ACTIVITY -
If a line in the data contains "hillside", copy it out.

RECORDS TO USE -

—————

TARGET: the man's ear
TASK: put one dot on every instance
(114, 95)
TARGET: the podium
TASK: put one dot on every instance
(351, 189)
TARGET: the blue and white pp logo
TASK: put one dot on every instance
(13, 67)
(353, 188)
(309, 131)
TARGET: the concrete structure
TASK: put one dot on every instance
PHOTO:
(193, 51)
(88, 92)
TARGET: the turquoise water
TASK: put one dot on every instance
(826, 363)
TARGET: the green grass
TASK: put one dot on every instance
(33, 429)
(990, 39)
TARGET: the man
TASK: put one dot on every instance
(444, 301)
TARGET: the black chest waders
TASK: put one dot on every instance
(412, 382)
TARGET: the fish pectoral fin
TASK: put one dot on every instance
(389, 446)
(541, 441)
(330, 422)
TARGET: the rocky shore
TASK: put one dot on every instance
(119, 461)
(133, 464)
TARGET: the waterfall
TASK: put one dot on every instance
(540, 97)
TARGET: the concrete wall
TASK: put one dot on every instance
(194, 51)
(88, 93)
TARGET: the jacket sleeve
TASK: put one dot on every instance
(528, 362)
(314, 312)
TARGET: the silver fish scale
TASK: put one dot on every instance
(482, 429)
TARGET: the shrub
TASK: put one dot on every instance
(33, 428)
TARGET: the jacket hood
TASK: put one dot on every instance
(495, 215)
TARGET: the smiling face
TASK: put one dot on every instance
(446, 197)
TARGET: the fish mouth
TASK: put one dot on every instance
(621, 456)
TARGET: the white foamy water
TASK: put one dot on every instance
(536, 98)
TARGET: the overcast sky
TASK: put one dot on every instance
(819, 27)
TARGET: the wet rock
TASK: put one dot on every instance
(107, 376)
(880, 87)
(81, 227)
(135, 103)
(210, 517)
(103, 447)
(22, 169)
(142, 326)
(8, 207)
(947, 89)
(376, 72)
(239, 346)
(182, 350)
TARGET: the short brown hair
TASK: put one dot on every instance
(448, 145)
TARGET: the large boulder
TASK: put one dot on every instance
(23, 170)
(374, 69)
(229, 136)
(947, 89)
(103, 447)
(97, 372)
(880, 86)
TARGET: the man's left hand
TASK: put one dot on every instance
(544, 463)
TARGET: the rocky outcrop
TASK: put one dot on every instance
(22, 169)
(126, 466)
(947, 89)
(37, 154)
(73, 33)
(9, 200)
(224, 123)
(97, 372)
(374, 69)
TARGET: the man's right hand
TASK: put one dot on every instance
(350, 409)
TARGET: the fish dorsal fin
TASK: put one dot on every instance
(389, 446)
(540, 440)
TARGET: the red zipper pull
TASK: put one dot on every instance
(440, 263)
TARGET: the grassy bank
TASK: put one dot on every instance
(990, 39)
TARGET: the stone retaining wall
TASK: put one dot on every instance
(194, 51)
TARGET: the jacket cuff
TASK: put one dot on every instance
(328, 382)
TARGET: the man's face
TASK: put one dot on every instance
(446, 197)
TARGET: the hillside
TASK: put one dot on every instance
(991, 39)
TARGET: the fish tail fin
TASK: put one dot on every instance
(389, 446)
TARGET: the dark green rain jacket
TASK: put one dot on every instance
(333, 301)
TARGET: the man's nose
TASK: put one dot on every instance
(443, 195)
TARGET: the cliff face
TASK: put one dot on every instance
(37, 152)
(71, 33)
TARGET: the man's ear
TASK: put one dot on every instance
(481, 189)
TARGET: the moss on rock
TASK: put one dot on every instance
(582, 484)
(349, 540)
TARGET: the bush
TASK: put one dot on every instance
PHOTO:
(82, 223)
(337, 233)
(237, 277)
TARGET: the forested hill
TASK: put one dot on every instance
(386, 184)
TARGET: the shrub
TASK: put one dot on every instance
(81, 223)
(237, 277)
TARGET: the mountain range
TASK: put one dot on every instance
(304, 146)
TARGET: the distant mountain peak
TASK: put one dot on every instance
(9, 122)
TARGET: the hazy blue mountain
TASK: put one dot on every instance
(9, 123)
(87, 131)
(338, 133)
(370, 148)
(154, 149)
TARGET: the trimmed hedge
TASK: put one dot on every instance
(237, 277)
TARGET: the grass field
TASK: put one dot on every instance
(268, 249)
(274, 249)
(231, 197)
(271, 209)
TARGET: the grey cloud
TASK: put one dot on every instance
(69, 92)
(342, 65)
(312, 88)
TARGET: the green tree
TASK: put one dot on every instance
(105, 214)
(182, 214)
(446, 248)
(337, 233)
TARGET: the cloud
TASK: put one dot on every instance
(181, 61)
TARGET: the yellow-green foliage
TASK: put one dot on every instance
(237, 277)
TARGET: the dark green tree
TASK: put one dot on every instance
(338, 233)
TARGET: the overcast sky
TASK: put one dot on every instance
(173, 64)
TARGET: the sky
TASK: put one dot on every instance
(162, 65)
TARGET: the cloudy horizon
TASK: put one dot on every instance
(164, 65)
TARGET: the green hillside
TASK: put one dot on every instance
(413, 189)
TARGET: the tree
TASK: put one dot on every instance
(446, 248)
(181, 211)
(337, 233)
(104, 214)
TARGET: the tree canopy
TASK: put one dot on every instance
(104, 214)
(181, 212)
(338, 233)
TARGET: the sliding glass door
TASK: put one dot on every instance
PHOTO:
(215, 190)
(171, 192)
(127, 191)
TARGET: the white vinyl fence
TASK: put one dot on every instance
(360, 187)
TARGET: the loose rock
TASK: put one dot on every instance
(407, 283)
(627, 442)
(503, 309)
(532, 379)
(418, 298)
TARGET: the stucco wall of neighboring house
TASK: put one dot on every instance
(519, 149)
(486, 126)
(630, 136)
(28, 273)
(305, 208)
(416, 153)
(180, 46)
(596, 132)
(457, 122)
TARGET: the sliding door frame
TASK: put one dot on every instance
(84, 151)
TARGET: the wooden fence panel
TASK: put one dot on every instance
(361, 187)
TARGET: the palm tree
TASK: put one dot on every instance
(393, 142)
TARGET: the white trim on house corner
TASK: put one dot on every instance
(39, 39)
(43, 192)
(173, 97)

—————

EXPECTED ANSWER -
TARGET: the hillside
TARGET: the green hillside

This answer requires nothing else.